**SHORT PROBLEM:**
Every line from the one with "[point] small white" through the end of the records below should be restated word for word, and nothing outside that span.

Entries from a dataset

◇ ◇ ◇ ◇

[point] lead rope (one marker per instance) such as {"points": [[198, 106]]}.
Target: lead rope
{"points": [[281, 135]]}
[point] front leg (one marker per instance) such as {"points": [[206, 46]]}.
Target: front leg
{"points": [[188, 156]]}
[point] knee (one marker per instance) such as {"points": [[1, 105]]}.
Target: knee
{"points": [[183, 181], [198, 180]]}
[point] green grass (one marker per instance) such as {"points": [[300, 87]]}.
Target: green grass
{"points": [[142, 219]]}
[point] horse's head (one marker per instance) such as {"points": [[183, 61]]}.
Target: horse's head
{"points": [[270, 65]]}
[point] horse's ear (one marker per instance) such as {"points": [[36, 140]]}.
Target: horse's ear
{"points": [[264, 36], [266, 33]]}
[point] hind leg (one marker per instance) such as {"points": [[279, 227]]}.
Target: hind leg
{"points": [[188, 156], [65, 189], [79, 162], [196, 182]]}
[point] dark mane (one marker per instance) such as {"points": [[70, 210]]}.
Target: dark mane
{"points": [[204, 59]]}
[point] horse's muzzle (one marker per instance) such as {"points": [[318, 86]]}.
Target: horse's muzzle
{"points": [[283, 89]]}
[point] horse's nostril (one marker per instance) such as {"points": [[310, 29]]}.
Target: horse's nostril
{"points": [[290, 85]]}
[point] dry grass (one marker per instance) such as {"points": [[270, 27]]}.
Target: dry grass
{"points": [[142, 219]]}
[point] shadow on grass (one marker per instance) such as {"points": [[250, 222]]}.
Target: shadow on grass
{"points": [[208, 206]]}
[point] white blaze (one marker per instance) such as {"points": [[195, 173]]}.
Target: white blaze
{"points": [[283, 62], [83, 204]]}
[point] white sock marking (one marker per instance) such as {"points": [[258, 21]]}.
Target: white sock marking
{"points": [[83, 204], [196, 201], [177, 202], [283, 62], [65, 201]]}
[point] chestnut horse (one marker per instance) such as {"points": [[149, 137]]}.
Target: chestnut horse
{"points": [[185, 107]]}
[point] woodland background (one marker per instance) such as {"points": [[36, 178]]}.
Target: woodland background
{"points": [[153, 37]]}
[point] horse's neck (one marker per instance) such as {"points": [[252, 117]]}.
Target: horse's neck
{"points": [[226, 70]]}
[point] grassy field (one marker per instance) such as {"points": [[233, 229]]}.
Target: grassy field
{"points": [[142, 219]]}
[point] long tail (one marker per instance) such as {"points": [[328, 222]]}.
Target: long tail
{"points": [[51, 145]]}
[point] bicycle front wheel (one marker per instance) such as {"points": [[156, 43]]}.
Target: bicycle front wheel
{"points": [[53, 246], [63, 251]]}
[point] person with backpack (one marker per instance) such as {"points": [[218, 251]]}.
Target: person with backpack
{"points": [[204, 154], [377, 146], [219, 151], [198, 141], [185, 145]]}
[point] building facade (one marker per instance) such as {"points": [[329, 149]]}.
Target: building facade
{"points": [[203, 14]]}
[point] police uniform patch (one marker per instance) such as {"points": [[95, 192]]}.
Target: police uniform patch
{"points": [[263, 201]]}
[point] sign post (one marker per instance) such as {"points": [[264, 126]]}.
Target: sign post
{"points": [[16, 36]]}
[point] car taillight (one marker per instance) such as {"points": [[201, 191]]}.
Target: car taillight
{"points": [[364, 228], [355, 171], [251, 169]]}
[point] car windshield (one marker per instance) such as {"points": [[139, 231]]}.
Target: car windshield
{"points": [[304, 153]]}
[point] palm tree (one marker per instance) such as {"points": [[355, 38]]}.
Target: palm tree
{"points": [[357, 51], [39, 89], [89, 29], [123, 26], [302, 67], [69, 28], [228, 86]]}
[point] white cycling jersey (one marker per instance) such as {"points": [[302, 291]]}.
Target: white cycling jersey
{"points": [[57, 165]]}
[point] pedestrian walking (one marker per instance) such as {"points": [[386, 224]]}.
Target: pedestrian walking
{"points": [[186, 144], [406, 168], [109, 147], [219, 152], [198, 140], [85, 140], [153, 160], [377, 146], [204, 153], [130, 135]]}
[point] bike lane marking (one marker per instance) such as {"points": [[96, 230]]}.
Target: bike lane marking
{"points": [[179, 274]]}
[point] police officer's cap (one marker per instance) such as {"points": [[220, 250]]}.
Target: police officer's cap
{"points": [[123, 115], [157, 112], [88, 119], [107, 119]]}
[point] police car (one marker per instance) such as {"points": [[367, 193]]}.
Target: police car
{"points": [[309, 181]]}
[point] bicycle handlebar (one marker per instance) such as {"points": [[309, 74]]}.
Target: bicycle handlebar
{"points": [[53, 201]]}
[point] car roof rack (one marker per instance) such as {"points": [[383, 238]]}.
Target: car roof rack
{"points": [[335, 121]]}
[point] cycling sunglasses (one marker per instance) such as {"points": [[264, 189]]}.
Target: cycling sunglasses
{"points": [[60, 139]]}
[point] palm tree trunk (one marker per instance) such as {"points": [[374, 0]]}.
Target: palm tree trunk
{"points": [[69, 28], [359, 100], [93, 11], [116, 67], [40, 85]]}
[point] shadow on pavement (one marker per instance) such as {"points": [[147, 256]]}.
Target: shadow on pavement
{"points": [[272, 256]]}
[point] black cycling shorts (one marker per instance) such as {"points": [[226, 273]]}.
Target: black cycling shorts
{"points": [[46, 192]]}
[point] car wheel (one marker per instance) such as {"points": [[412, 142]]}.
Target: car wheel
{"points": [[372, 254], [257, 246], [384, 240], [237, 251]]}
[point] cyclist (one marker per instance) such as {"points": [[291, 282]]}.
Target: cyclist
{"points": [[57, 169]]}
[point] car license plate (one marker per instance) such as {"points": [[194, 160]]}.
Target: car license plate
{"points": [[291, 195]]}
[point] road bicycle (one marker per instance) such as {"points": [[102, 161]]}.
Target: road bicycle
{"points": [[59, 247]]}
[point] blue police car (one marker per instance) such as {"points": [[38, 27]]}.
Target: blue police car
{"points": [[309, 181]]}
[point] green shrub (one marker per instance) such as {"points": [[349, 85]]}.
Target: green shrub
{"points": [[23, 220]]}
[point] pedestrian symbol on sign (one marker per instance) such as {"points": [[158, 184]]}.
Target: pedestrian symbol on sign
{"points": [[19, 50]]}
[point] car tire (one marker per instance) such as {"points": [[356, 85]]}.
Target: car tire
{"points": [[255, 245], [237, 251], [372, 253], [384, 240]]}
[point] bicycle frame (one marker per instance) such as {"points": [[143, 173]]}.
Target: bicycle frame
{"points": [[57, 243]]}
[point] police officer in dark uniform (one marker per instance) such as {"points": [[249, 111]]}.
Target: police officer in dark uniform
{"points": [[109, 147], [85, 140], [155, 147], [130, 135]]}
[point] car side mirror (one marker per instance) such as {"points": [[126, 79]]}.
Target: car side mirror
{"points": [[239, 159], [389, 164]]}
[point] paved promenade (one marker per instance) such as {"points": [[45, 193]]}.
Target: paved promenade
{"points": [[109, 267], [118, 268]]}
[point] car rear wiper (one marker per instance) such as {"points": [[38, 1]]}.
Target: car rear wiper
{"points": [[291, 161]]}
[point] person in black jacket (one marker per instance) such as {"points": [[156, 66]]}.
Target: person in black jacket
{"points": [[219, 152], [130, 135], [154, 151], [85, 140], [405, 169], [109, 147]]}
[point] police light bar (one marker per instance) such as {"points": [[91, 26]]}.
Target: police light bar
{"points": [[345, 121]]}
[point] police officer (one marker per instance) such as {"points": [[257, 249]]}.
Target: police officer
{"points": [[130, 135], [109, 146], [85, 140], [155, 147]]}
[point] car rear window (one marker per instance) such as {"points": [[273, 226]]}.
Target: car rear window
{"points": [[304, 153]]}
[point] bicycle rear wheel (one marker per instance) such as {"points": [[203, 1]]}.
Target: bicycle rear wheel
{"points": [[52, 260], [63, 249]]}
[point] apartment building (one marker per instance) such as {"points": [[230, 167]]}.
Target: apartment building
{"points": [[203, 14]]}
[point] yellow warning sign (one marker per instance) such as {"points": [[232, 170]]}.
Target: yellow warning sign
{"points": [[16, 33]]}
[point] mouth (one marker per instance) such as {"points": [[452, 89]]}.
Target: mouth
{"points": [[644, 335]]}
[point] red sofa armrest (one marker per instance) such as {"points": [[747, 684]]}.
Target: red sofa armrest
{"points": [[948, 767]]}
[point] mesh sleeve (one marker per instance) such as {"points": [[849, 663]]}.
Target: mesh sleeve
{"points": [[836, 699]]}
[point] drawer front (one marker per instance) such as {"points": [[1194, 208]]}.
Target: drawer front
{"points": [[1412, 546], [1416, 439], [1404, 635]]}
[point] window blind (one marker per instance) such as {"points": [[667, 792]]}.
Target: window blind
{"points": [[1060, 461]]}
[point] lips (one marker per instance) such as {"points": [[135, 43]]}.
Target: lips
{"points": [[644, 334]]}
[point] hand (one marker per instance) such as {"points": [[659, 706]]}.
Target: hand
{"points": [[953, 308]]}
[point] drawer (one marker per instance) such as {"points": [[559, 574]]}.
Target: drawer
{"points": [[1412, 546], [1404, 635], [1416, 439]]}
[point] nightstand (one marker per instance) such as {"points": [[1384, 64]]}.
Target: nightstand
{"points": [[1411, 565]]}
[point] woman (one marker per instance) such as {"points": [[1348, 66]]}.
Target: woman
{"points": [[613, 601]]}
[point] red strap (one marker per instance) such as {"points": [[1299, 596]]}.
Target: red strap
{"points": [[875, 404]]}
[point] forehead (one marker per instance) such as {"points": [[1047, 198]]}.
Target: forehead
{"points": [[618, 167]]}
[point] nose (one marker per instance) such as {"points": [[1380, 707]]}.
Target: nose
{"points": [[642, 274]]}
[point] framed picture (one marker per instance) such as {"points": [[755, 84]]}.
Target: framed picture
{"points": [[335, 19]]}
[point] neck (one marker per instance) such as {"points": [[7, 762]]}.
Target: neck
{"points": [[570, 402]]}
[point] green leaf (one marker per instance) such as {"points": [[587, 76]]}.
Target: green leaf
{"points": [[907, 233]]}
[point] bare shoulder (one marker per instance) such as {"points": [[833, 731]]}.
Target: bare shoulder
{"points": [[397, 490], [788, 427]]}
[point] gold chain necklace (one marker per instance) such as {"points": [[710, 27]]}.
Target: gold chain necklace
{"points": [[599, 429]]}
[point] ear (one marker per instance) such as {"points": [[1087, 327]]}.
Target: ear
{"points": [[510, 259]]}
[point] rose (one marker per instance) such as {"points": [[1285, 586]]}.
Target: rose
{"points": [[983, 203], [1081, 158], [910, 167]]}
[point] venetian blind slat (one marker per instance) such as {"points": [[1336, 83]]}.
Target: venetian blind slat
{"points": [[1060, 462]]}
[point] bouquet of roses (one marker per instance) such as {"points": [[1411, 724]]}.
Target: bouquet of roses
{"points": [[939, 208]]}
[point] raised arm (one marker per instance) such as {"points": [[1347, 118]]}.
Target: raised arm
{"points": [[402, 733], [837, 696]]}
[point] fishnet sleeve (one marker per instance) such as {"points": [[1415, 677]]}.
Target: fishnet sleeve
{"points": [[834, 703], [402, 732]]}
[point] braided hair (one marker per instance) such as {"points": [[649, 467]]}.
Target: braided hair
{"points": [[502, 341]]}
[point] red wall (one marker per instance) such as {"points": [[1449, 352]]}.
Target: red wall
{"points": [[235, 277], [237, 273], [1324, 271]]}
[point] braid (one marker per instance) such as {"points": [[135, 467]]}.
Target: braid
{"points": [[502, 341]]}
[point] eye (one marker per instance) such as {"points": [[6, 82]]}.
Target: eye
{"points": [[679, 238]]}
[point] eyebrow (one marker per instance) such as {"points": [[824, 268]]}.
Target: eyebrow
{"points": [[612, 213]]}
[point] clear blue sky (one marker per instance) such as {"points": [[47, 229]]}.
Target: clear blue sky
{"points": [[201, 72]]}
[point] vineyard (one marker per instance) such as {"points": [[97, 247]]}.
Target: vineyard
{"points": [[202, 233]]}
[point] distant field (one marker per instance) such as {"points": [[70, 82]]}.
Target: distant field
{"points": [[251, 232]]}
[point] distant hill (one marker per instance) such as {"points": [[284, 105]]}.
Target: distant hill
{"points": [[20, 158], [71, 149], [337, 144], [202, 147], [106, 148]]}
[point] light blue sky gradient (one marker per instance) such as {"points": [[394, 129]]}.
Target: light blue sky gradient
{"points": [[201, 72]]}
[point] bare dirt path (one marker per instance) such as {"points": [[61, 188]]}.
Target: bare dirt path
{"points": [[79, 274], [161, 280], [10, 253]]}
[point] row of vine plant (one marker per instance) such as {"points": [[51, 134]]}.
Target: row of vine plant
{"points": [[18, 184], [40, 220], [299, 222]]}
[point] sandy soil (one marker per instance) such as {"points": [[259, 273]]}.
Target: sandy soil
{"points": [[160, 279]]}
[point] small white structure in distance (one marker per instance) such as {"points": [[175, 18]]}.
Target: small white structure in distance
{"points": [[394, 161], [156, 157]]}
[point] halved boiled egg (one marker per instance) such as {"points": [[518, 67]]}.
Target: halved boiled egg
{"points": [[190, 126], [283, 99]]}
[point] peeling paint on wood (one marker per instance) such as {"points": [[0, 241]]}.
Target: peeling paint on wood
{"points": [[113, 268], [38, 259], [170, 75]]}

◇ ◇ ◇ ◇

**TASK RESULT:**
[point] small white structure in distance (one marker per instance) such as {"points": [[175, 18]]}.
Target: small white structure in distance
{"points": [[394, 161], [156, 157]]}
[point] halved boiled egg (one marker per instance) such as {"points": [[518, 67]]}.
Target: halved boiled egg
{"points": [[190, 126], [283, 99]]}
[point] peeling paint on wood (one marker per instance) such as {"points": [[0, 241]]}.
Target: peeling paint on wood
{"points": [[113, 268], [38, 259], [170, 75]]}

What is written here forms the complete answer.